练习题目 1
把下面这篇逆序对数量题解一字不改地完整重新给出。

=======

AcWing 788. 逆序对的数量
原题链接
简单
背模板
C++ 代码
#include<iostream>
using namespace std;
typedef long long LL;
const int N = 1e6 + 10;
int q[N], t[N];
LL swap_m(int l , int r)
{
if(l >= r) return 0;
int mid = l + r >> 1;
LL res = swap_m(l, mid) + swap_m(mid + 1, r);
int k = 0, i = l, j = mid + 1;
while(i <= mid && j <= r)
if(q[i] <= q[j]) t[k++] = q[i++];
else
{
t[k++] = q[j++];
res += mid - i + 1;
}
while(i <= mid) t[k++] = q[i++];
while(j <= r) t[k++] = q[j++];
for(i = l, j = 0; i <= r; i++, j++) q[i] = t[j];
return res;
}
int main()
{
int n;
cin >> n;
for(int i = 0; i < n; i++) cin >> q[i];
cout << swap_m(0, n - 1);
return 0;
}
Java 代码
import java.util.Scanner;
public class Main
{
static int N = 1000010;
static int q[] = new int [N];
public static void main(String[] args)
{
Scanner get = new Scanner(System.in);
int n = get.nextInt();
for(int i = 0; i < n; i++) q[i] = get.nextInt();
System.out.println(swap_m(0, n - 1));
}
public static long swap_m(int l, int r)
{
if(l >= r) return 0;
int mid = l + r >> 1;
long res = swap_m(l, mid) + swap_m(mid + 1, r);
int t[] = new int [r - l + 1];
int k =0, i = l, j = mid + 1;
while(i <= mid && j <= r)
if(q[i] <= q[j]) t[k++] = q[i++];
else
{
t[k++] = q[j++];
res += mid - i + 1;
}
while(i <= mid) t[k++] = q[i++];
while(j <= r) t[k++] = q[j++];
for(i = l, j = 0; i <= r; i++, j++) q[i] = t[j];
return res;
}
}

=======

练习题目 2
把下方列表从第一行起，到包含“370], [437, 319]]”的那一行为止（首尾都算）的各行渲染成 Markdown 表格，只处理这一段，空行不计。表格设“序号”和“条目”两列，图片不要放进表格。

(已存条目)

=======

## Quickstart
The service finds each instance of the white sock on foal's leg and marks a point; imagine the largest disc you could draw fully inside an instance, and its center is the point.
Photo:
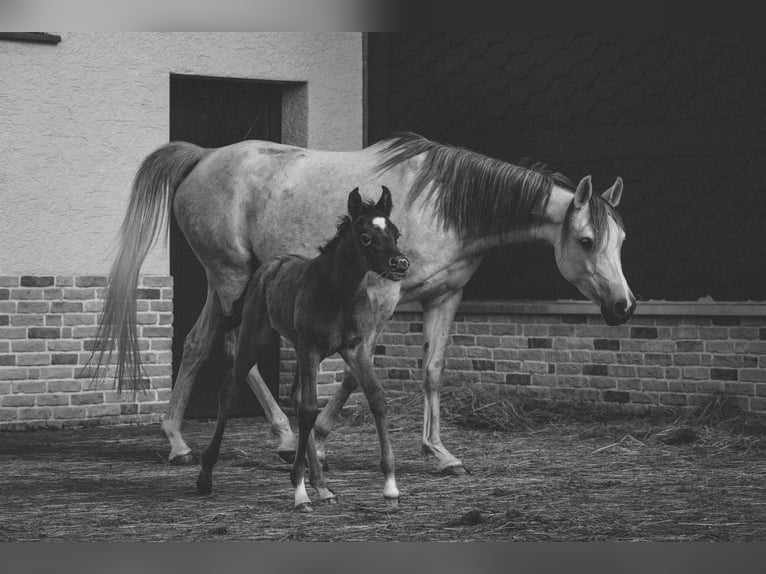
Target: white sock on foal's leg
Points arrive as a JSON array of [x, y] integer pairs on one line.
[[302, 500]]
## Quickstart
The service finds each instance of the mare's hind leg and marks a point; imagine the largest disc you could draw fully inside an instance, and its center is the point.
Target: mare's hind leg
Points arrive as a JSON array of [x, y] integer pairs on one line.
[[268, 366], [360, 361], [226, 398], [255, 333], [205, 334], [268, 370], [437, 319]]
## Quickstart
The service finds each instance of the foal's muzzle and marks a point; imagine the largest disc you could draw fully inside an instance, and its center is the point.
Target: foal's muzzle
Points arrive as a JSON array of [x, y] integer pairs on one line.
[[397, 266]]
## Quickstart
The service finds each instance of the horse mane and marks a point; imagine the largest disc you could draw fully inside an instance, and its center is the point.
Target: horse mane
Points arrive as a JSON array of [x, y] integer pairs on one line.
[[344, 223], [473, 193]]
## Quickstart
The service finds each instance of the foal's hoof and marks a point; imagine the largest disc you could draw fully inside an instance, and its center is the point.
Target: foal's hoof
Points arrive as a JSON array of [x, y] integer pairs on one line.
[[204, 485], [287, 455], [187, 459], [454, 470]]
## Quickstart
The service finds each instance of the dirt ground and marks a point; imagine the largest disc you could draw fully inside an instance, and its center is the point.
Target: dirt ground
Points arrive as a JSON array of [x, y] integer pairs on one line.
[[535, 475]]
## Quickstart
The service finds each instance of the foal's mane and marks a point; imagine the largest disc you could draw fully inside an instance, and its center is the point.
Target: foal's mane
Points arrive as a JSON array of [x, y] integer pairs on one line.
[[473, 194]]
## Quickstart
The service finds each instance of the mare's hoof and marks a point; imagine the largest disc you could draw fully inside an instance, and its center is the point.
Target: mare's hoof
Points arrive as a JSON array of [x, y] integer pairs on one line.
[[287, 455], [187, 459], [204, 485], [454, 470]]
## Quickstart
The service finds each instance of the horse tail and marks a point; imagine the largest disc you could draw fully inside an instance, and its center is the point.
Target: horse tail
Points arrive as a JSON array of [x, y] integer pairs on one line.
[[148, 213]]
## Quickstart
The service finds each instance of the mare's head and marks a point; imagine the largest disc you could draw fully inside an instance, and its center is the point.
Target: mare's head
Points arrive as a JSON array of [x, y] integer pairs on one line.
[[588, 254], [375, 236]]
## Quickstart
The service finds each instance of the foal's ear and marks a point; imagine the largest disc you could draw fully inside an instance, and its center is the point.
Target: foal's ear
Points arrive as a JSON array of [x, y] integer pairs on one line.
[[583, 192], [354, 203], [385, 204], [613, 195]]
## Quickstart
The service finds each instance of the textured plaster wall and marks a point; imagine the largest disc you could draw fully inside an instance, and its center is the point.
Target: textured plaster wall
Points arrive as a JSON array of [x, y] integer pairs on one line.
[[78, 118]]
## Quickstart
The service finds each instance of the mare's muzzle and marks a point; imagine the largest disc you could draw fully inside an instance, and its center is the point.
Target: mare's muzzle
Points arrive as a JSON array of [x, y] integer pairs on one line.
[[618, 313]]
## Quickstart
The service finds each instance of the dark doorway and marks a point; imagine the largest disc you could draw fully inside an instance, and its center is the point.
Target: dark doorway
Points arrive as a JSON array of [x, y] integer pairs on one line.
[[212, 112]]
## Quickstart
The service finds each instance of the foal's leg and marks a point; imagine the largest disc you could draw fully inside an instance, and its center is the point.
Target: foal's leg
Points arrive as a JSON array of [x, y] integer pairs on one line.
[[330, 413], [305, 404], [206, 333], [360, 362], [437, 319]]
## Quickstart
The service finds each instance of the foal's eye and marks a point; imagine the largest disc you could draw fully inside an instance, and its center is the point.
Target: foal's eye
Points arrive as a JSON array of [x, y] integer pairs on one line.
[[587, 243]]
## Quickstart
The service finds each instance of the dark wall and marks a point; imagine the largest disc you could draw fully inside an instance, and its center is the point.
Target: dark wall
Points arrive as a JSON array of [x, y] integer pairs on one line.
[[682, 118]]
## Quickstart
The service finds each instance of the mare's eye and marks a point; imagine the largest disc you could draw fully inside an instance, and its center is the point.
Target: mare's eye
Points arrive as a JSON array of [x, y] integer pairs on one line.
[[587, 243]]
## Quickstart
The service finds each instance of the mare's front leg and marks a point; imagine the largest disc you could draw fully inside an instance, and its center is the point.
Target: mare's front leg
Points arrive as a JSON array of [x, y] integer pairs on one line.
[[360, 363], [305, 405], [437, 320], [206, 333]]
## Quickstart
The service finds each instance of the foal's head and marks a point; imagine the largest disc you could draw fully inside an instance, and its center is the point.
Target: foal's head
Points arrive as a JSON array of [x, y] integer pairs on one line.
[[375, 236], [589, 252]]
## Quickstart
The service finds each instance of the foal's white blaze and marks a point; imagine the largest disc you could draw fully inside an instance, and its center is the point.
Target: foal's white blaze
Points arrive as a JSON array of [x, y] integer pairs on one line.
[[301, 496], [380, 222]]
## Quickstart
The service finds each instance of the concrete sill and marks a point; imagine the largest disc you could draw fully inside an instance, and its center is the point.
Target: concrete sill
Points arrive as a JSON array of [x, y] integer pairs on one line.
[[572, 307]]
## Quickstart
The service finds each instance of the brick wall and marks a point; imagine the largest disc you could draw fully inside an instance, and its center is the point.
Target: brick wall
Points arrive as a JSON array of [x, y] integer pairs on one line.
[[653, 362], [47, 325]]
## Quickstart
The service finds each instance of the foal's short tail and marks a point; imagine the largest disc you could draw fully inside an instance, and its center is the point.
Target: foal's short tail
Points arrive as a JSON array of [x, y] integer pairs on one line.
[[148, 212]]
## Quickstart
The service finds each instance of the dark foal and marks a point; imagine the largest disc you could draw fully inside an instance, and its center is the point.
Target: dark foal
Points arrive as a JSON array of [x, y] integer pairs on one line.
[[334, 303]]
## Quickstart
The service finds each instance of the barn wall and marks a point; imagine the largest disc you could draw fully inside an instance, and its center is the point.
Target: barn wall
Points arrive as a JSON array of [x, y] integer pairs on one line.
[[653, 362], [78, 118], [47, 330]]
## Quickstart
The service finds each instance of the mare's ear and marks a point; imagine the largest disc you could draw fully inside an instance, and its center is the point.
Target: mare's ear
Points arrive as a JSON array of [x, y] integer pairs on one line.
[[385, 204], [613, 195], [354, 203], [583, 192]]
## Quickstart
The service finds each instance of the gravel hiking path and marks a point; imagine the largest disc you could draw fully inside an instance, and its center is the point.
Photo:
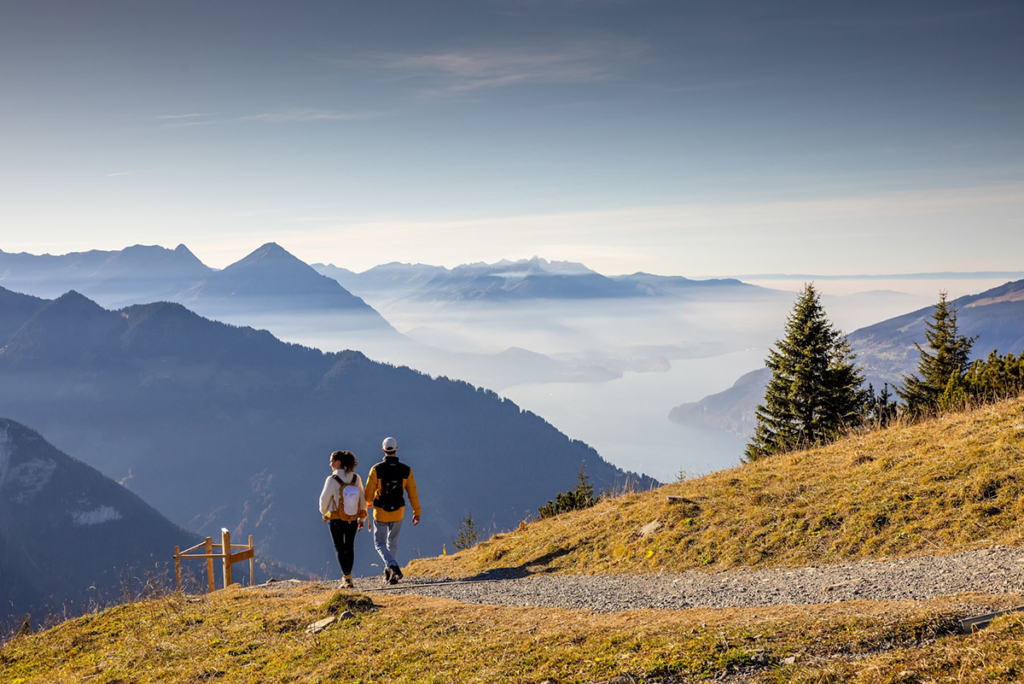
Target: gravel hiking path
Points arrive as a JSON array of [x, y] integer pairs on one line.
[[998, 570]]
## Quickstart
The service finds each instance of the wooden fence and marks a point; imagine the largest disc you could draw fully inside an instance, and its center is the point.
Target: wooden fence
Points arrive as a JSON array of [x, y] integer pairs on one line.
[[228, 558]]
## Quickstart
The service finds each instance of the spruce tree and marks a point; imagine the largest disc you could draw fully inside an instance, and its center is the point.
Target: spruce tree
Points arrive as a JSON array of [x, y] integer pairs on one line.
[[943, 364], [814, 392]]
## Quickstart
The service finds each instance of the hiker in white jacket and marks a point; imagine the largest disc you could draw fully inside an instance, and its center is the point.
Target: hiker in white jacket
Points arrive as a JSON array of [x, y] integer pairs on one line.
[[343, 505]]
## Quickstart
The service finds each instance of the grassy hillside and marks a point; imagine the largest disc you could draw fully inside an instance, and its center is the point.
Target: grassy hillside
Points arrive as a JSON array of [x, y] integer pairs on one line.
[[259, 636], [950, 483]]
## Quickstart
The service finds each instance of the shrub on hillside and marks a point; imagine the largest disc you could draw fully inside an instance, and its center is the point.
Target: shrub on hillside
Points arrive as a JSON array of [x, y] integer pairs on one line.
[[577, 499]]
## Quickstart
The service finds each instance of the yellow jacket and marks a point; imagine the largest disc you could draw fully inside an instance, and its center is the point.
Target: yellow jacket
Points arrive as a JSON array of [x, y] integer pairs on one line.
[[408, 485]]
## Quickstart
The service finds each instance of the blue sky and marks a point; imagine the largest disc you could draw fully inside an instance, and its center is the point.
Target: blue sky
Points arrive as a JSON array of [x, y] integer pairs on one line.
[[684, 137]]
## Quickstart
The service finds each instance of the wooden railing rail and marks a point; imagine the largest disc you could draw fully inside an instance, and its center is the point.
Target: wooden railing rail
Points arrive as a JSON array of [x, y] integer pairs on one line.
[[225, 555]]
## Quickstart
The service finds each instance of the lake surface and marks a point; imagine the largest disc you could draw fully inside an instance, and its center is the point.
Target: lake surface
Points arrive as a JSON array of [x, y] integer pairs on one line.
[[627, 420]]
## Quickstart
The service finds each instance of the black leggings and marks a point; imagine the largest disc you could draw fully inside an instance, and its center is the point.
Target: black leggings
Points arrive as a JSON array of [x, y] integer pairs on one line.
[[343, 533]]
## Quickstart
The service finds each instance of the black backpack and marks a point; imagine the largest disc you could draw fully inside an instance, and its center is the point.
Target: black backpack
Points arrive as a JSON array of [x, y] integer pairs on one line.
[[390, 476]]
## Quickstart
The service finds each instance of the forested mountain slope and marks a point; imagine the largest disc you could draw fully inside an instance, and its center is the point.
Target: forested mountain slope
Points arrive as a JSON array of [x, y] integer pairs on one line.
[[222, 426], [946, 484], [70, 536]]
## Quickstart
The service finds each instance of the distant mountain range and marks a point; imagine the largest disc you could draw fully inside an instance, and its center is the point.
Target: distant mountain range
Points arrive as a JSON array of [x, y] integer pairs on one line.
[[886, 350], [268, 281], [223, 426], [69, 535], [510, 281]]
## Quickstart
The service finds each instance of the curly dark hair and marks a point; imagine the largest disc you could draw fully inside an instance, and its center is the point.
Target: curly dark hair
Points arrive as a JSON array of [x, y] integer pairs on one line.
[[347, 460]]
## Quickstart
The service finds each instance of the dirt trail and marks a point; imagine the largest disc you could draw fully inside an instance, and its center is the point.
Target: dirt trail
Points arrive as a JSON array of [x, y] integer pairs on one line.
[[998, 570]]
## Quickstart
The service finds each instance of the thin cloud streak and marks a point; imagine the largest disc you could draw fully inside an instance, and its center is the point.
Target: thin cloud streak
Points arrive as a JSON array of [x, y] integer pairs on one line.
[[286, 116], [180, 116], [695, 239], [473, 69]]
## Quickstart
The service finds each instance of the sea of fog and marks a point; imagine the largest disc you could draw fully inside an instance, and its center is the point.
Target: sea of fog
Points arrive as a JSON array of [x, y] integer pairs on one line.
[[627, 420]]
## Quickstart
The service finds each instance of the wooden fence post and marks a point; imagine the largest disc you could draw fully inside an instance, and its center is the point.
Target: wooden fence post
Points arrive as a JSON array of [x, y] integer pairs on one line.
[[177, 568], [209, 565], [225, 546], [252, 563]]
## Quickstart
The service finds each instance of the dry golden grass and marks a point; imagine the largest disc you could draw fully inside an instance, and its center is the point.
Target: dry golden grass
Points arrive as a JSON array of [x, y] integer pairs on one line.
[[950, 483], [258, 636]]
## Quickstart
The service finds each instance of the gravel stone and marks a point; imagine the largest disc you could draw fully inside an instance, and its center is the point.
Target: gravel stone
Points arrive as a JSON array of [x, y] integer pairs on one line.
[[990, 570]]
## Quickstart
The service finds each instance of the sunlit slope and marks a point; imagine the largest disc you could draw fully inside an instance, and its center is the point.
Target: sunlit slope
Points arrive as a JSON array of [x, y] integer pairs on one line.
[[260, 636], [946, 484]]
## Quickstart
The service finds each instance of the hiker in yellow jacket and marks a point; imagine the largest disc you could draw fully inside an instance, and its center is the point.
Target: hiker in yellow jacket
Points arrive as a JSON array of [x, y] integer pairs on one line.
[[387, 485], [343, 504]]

=======

参考回答 1
AcWing 788. 逆序对的数量
原题链接
简单
背模板
C++ 代码
#include<iostream>
using namespace std;
typedef long long LL;
const int N = 1e6 + 10;
int q[N], t[N];
LL swap_m(int l , int r)
{
if(l >= r) return 0;
int mid = l + r >> 1;
LL res = swap_m(l, mid) + swap_m(mid + 1, r);
int k = 0, i = l, j = mid + 1;
while(i <= mid && j <= r)
if(q[i] <= q[j]) t[k++] = q[i++];
else
{
t[k++] = q[j++];
res += mid - i + 1;
}
while(i <= mid) t[k++] = q[i++];
while(j <= r) t[k++] = q[j++];
for(i = l, j = 0; i <= r; i++, j++) q[i] = t[j];
return res;
}
int main()
{
int n;
cin >> n;
for(int i = 0; i < n; i++) cin >> q[i];
cout << swap_m(0, n - 1);
return 0;
}
Java 代码
import java.util.Scanner;
public class Main
{
static int N = 1000010;
static int q[] = new int [N];
public static void main(String[] args)
{
Scanner get = new Scanner(System.in);
int n = get.nextInt();
for(int i = 0; i < n; i++) q[i] = get.nextInt();
System.out.println(swap_m(0, n - 1));
}
public static long swap_m(int l, int r)
{
if(l >= r) return 0;
int mid = l + r >> 1;
long res = swap_m(l, mid) + swap_m(mid + 1, r);
int t[] = new int [r - l + 1];
int k =0, i = l, j = mid + 1;
while(i <= mid && j <= r)
if(q[i] <= q[j]) t[k++] = q[i++];
else
{
t[k++] = q[j++];
res += mid - i + 1;
}
while(i <= mid) t[k++] = q[i++];
while(j <= r) t[k++] = q[j++];
for(i = l, j = 0; i <= r; i++, j++) q[i] = t[j];
return res;
}
}

参考回答 2
| 序号 | 条目 |
|---|---|
| 1 | ## Quickstart |
| 2 | The service finds each instance of the white sock on foal's leg and marks a point; imagine the largest disc you could draw fully inside an instance, and its center is the point. |
| 3 | Photo: |
| 4 | Target: white sock on foal's leg |
| 5 | Points arrive as a JSON array of [x, y] integer pairs on one line. |
| 6 | [[302, 500]] |
| 7 | ## Quickstart |
| 8 | The service finds each instance of the mare's hind leg and marks a point; imagine the largest disc you could draw fully inside an instance, and its center is the point. |
| 9 | Target: mare's hind leg |
| 10 | Points arrive as a JSON array of [x, y] integer pairs on one line. |
| 11 | [[268, 366], [360, 361], [226, 398], [255, 333], [205, 334], [268, 370], [437, 319]] |